[Dataset excerpt]

────────────────────

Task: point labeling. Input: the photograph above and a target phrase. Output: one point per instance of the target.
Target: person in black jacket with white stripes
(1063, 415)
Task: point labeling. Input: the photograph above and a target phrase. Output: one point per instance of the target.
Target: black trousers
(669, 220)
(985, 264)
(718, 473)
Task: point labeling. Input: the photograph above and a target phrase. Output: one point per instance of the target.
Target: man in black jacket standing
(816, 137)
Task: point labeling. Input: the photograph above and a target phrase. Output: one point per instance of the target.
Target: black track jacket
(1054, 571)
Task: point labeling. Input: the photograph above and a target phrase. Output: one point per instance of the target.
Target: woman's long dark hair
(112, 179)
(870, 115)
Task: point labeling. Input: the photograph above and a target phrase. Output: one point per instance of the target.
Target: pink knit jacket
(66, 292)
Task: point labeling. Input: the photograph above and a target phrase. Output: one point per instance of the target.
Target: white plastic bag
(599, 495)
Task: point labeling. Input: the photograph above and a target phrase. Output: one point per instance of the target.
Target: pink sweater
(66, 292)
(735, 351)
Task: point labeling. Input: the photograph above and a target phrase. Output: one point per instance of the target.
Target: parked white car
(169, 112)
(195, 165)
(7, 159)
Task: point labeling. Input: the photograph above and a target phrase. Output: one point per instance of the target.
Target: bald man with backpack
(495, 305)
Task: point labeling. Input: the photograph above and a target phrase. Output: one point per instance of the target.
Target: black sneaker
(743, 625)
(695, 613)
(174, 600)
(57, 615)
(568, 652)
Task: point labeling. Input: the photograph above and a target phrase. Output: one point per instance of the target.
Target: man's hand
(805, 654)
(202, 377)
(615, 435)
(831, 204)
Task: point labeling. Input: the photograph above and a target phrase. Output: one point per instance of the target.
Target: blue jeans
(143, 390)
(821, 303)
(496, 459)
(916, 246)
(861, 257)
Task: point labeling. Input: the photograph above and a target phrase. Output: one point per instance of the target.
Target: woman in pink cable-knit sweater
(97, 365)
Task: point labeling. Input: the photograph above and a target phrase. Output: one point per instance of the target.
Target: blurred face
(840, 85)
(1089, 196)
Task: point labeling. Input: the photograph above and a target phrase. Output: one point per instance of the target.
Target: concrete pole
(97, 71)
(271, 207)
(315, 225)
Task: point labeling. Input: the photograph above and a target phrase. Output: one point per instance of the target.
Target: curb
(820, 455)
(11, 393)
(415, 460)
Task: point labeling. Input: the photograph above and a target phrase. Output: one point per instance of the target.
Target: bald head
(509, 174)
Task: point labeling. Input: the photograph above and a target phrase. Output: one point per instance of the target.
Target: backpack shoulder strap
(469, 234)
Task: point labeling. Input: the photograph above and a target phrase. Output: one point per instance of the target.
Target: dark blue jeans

────────────────────

Instructions to follow - All of the lines above need to be given again exactly.

Exercise response -
Task: point labeling. Input: the photograph above and a target phrase. Output: one point per instance of the target.
Target: person in black jacket with white stripes
(1063, 415)
Task: point labeling. Input: the photograph above and a target phrase. Output: one point per instance of the target.
Target: black trousers
(669, 220)
(985, 264)
(718, 473)
Task: point labeling. Input: the photograph above and a target phrase. Output: one point per instance of the target.
Target: man in black jacket standing
(816, 137)
Task: point labeling. Input: the photograph above and a target phrase. Output: one point per instance of the target.
Target: black track jacket
(1054, 571)
Task: point labeling. Input: the photograph above and a target phrase. Output: one point per instance of the target.
Target: woman's long dark hair
(112, 179)
(870, 115)
Task: point labeling. Input: the photograph above and a target phrase. Output: one point per instance of the target.
Target: pink knit jacket
(66, 292)
Task: point labeling. Input: the photograph above and a target phrase. Output: one point per instance of the target.
Target: white plastic bag
(599, 495)
Task: point labeling. Input: the photograph above and a target phrase. Output: one point per instance of the target.
Target: pink sweater
(66, 292)
(735, 351)
Task: point labeling. Input: the photograph above and a target phrase. Output: one point per instance of the target.
Target: parked white car
(169, 112)
(195, 165)
(7, 159)
Task: point labeling. Input: the photograph above and a target phrase. Output: one point per instance of the target.
Target: bald man with backpack
(495, 305)
Task: point labeling. Input: the photograph above and a target phrase. Output: one point per instance of the target.
Target: black sneaker
(743, 625)
(695, 613)
(174, 600)
(57, 615)
(568, 652)
Task: point labeling. Input: the photograph above and a target phrase. Output: one point per instance of the target.
Target: man's hand
(805, 654)
(202, 377)
(615, 435)
(831, 204)
Task: point labeling. Input: the photograph above and a target phrase. Output: one point per instance of the target.
Target: blue jeans
(143, 390)
(821, 303)
(496, 459)
(916, 246)
(861, 257)
Task: point labeling. Input: the photograph above and a target phrase. Output: one point per instance of the target.
Target: woman in pink cable-knit sweater
(97, 365)
Task: point labeling. Input: the photograph above and a target phrase. Output: one point per instance of the target.
Target: blurred face
(840, 85)
(1089, 196)
Task: point labeling. Input: the photograph above and a target phrase. Output: one point per instance of the target.
Target: concrete pole
(97, 71)
(271, 207)
(315, 225)
Task: point labeling. Input: the photograph above and a target phrase. Output: one point per instance of the target.
Target: curb
(820, 455)
(11, 393)
(415, 460)
Task: point labeling. Input: the photograph above and a target phrase. Output: one point per instance of the target.
Target: bald head
(509, 174)
Task: point labeling. Input: the photograph above and a target phrase. Output: one point per instance of the target.
Target: backpack shoulder strap
(469, 234)
Task: point labeling. Input: the photograph above and a target phrase. Output: one point per instance of the target.
Target: dark blue jeans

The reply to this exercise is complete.